| SELECTED PASSAGE |
Issue with Polish letters

Ekopalypse

That means, select Windows-1250

and if it looks ok - convert to utf8 - save it - done.

nightznero

@Ekopalypse Thanks Eko a lot!

Ekopalypse

@nightznero - my pleasure.

Alan Kilborn

I didn’t follow super-closely, but was there reason to not convert to UTF-8 and then stay with that?

Ekopalypse

@Alan-Kilborn

We had to find the right (ansi) encoding first, otherwise the conversion to utf-8 would result in incorrect text.

guy038

Hello, @nightznero, @alan-kilborn, @ekopalypse and All,

Encoding notions are really difficult to handle and are usually a nightmare for most of us !

From the @nightznero’s problem, I tried to build a method to guess the right encoding of an ANSI encoded file, containing characters wrongly displayed !

| RECORD EXTRACTS |

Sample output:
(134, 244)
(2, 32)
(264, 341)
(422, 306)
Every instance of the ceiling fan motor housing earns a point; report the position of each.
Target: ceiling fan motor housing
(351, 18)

| REQUIRED TASK |
Answer these about the thread on Polish letters:
1. Which encoding does Ekopalypse say to select first?
2. According to Ekopalypse, what would happen if the right ANSI encoding were not found before converting to UTF-8?
3. What did guy038 try to build from nightznero's problem?

| WRITTEN SOLUTION |
1. Windows-1250.
2. The conversion to UTF-8 would result in incorrect text.
3. A method to guess the right encoding of an ANSI-encoded file containing characters that are displayed wrongly.